**Data records**

::::::

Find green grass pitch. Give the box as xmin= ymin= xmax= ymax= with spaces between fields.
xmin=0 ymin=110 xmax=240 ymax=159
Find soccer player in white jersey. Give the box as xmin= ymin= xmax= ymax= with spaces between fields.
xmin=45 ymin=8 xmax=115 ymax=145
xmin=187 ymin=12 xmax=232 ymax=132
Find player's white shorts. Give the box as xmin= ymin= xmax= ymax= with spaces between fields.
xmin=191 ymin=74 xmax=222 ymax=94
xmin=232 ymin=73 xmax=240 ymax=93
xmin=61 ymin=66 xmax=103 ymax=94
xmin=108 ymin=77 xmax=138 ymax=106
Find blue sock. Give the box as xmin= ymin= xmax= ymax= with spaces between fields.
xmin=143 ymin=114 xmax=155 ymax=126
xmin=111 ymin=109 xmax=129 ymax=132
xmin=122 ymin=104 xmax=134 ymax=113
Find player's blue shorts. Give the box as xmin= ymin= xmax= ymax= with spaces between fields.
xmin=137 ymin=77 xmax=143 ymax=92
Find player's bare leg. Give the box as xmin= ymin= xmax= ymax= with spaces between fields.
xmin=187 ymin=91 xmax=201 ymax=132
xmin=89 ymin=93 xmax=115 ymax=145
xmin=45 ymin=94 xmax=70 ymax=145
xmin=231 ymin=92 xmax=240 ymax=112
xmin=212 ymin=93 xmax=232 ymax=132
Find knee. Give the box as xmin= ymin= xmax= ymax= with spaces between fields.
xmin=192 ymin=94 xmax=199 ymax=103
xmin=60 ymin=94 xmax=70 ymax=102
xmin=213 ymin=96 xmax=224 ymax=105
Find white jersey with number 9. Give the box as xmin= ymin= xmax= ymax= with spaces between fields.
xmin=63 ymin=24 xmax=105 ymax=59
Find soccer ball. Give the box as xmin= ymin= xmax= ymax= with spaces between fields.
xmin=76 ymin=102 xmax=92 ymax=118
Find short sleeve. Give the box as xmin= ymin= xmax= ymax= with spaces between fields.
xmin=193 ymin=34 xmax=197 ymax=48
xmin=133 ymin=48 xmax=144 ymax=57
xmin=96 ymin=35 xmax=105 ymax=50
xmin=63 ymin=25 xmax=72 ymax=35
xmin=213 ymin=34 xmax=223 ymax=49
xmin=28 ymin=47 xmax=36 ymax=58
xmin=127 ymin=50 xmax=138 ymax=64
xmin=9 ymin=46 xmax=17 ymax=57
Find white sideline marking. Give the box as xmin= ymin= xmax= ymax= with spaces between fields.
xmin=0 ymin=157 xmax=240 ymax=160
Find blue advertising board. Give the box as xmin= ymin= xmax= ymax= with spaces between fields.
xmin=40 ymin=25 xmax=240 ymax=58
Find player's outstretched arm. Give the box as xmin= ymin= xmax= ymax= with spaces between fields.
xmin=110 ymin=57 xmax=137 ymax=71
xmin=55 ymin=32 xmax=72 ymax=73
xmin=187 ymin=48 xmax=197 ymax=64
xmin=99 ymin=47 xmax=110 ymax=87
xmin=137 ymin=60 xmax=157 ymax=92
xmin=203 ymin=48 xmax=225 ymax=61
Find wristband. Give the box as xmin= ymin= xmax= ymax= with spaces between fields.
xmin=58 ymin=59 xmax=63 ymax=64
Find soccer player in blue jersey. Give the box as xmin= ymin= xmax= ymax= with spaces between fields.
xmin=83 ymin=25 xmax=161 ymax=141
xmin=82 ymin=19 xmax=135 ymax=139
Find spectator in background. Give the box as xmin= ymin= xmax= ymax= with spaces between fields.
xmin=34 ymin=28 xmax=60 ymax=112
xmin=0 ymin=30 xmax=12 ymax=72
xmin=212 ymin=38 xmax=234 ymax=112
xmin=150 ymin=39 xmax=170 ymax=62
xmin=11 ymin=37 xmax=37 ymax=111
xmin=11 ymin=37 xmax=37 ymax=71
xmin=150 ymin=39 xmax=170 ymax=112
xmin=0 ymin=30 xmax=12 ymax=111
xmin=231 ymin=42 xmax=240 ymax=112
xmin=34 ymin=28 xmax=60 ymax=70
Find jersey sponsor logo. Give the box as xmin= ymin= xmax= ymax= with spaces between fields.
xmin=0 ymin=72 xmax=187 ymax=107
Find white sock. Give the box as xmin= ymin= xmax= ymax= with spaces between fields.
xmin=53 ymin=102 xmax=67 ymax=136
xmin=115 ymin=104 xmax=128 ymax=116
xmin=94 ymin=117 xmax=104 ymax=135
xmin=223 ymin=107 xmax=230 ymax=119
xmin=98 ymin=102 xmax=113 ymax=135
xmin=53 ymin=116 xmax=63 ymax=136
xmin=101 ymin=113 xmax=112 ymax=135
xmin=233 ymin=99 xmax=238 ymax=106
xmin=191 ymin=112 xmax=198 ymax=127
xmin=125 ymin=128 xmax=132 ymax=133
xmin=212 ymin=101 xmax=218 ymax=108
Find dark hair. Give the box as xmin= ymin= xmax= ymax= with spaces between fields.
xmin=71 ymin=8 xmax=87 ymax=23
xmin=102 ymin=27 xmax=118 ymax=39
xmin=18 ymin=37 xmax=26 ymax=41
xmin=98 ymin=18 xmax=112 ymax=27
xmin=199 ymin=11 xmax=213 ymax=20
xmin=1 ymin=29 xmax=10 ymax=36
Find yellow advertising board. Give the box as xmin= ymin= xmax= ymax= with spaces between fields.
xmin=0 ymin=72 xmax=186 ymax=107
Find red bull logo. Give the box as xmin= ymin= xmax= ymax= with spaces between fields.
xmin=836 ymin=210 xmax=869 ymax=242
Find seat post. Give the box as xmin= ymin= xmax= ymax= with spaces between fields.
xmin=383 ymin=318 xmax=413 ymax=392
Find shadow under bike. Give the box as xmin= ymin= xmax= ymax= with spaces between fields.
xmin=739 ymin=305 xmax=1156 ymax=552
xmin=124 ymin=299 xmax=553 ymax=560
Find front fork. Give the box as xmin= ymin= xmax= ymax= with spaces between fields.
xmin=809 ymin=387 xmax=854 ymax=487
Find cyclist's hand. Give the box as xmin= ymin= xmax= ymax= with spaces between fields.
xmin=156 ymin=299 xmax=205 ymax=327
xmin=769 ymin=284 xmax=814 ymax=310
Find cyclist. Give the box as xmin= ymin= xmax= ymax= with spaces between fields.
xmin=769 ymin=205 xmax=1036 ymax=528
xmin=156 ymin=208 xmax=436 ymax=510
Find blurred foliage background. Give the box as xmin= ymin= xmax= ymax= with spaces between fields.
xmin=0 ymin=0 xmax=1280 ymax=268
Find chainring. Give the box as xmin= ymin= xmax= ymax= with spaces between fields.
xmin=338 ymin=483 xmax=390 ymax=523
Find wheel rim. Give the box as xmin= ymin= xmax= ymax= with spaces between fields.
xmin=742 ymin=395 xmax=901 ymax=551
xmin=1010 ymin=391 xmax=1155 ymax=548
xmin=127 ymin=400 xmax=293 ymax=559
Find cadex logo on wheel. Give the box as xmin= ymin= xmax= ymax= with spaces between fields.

::::::

**TASK DIRECTIONS**
Format every line of the material above as a JSON list of strings, one string per line, leaving out blank lines.

**RESULT**
[
  "Find green grass pitch. Give the box as xmin= ymin= xmax= ymax= with spaces between fields.",
  "xmin=0 ymin=110 xmax=240 ymax=159",
  "Find soccer player in white jersey. Give the box as xmin= ymin= xmax= ymax= with spaces between fields.",
  "xmin=45 ymin=8 xmax=115 ymax=145",
  "xmin=187 ymin=12 xmax=232 ymax=132",
  "Find player's white shorts. Give the box as xmin= ymin= xmax= ymax= with spaces between fields.",
  "xmin=191 ymin=74 xmax=222 ymax=94",
  "xmin=232 ymin=73 xmax=240 ymax=93",
  "xmin=61 ymin=66 xmax=103 ymax=94",
  "xmin=108 ymin=77 xmax=138 ymax=106",
  "Find blue sock. Give the box as xmin= ymin= xmax= ymax= with spaces between fields.",
  "xmin=143 ymin=114 xmax=155 ymax=126",
  "xmin=111 ymin=109 xmax=129 ymax=132",
  "xmin=122 ymin=104 xmax=134 ymax=113",
  "Find player's blue shorts. Give the box as xmin= ymin= xmax= ymax= with spaces between fields.",
  "xmin=137 ymin=77 xmax=143 ymax=92",
  "Find player's bare leg. Give the box as xmin= ymin= xmax= ymax= with spaces between fields.",
  "xmin=187 ymin=91 xmax=201 ymax=132",
  "xmin=89 ymin=93 xmax=115 ymax=145",
  "xmin=45 ymin=94 xmax=70 ymax=145",
  "xmin=231 ymin=92 xmax=240 ymax=112",
  "xmin=212 ymin=93 xmax=232 ymax=132",
  "Find knee. Give the box as xmin= ymin= xmax= ymax= with spaces between fields.",
  "xmin=192 ymin=94 xmax=199 ymax=103",
  "xmin=60 ymin=94 xmax=70 ymax=102",
  "xmin=213 ymin=96 xmax=224 ymax=105",
  "Find white jersey with number 9. Give the box as xmin= ymin= xmax= ymax= with spaces between fields.",
  "xmin=63 ymin=24 xmax=105 ymax=59",
  "Find soccer ball. Give the box as xmin= ymin= xmax= ymax= with spaces between fields.",
  "xmin=76 ymin=102 xmax=92 ymax=118",
  "Find short sleeve. Give the box as xmin= ymin= xmax= ymax= with spaces between fields.",
  "xmin=193 ymin=34 xmax=197 ymax=48",
  "xmin=133 ymin=48 xmax=144 ymax=57",
  "xmin=96 ymin=35 xmax=105 ymax=50",
  "xmin=63 ymin=25 xmax=72 ymax=35",
  "xmin=213 ymin=34 xmax=223 ymax=49",
  "xmin=28 ymin=47 xmax=36 ymax=58",
  "xmin=127 ymin=50 xmax=138 ymax=64",
  "xmin=9 ymin=46 xmax=17 ymax=57",
  "Find white sideline marking. Give the box as xmin= ymin= xmax= ymax= with spaces between fields.",
  "xmin=0 ymin=157 xmax=240 ymax=160",
  "Find blue advertising board. Give the box as xmin= ymin= xmax= ymax= with spaces between fields.",
  "xmin=40 ymin=25 xmax=240 ymax=58",
  "Find player's outstretched arm. Give the box as xmin= ymin= xmax= ymax= with spaces between fields.",
  "xmin=110 ymin=57 xmax=137 ymax=71",
  "xmin=55 ymin=32 xmax=72 ymax=73",
  "xmin=187 ymin=48 xmax=197 ymax=64",
  "xmin=99 ymin=47 xmax=110 ymax=87",
  "xmin=137 ymin=60 xmax=157 ymax=92",
  "xmin=203 ymin=48 xmax=225 ymax=61",
  "Find wristband. Give the box as xmin= ymin= xmax= ymax= with spaces between fields.",
  "xmin=58 ymin=59 xmax=63 ymax=64",
  "Find soccer player in blue jersey. Give the box as xmin= ymin= xmax= ymax= with spaces between fields.",
  "xmin=83 ymin=25 xmax=161 ymax=141",
  "xmin=82 ymin=19 xmax=135 ymax=139",
  "Find spectator in background. Give the box as xmin= ymin= xmax= ymax= with spaces between fields.",
  "xmin=34 ymin=28 xmax=60 ymax=112",
  "xmin=0 ymin=30 xmax=12 ymax=72",
  "xmin=212 ymin=38 xmax=234 ymax=112",
  "xmin=150 ymin=39 xmax=170 ymax=62",
  "xmin=11 ymin=37 xmax=37 ymax=111",
  "xmin=11 ymin=37 xmax=37 ymax=71",
  "xmin=150 ymin=39 xmax=170 ymax=112",
  "xmin=0 ymin=30 xmax=12 ymax=111",
  "xmin=231 ymin=42 xmax=240 ymax=112",
  "xmin=34 ymin=28 xmax=60 ymax=70",
  "Find jersey sponsor logo. Give the box as xmin= ymin= xmax= ymax= with spaces between fields.",
  "xmin=0 ymin=72 xmax=187 ymax=107",
  "Find white sock. Give the box as xmin= ymin= xmax= ymax= with spaces between fields.",
  "xmin=53 ymin=102 xmax=67 ymax=136",
  "xmin=115 ymin=104 xmax=128 ymax=116",
  "xmin=94 ymin=117 xmax=104 ymax=135",
  "xmin=223 ymin=107 xmax=230 ymax=119",
  "xmin=98 ymin=102 xmax=113 ymax=135",
  "xmin=53 ymin=116 xmax=63 ymax=136",
  "xmin=101 ymin=113 xmax=112 ymax=135",
  "xmin=233 ymin=99 xmax=238 ymax=106",
  "xmin=191 ymin=112 xmax=198 ymax=127",
  "xmin=125 ymin=128 xmax=132 ymax=133",
  "xmin=212 ymin=101 xmax=218 ymax=108",
  "Find dark hair. Give the box as xmin= ymin= xmax= ymax= with spaces between fields.",
  "xmin=71 ymin=8 xmax=87 ymax=23",
  "xmin=102 ymin=27 xmax=118 ymax=39",
  "xmin=18 ymin=37 xmax=26 ymax=41",
  "xmin=98 ymin=18 xmax=112 ymax=27",
  "xmin=199 ymin=11 xmax=213 ymax=20",
  "xmin=1 ymin=29 xmax=10 ymax=36",
  "Find yellow advertising board. Give the box as xmin= ymin= xmax= ymax= with spaces between fields.",
  "xmin=0 ymin=72 xmax=186 ymax=107",
  "Find red bull logo. Give the box as xmin= ymin= xmax= ymax= with spaces between fields.",
  "xmin=836 ymin=210 xmax=869 ymax=242",
  "Find seat post. Give the box as xmin= ymin= xmax= ymax= with spaces between fields.",
  "xmin=383 ymin=318 xmax=413 ymax=392",
  "Find shadow under bike. Give the box as xmin= ymin= xmax= ymax= with spaces between fields.",
  "xmin=739 ymin=305 xmax=1156 ymax=552",
  "xmin=124 ymin=299 xmax=553 ymax=560",
  "Find front fork. Give the box as xmin= ymin= xmax= ymax= with spaces between fields.",
  "xmin=809 ymin=387 xmax=854 ymax=487",
  "Find cyclist's hand. Give the box as xmin= ymin= xmax= ymax= with spaces between fields.",
  "xmin=156 ymin=299 xmax=205 ymax=327",
  "xmin=769 ymin=284 xmax=814 ymax=310",
  "Find cyclist. Give the box as xmin= ymin= xmax= ymax= with spaces between fields.",
  "xmin=769 ymin=205 xmax=1036 ymax=528",
  "xmin=156 ymin=208 xmax=436 ymax=510",
  "Find blurred foliage background. Give the box as xmin= ymin= xmax= ymax= with spaces between fields.",
  "xmin=0 ymin=0 xmax=1280 ymax=268",
  "Find chainring. Give the box as xmin= ymin= xmax= ymax= with spaces between fields.",
  "xmin=338 ymin=483 xmax=390 ymax=523",
  "Find wheel rim. Give the box as xmin= ymin= xmax= ymax= with spaces between fields.",
  "xmin=742 ymin=395 xmax=901 ymax=551",
  "xmin=1010 ymin=391 xmax=1155 ymax=548",
  "xmin=127 ymin=400 xmax=293 ymax=559",
  "Find cadex logo on wheel. Give the box as xmin= ymin= xmax= ymax= with spaces between fields."
]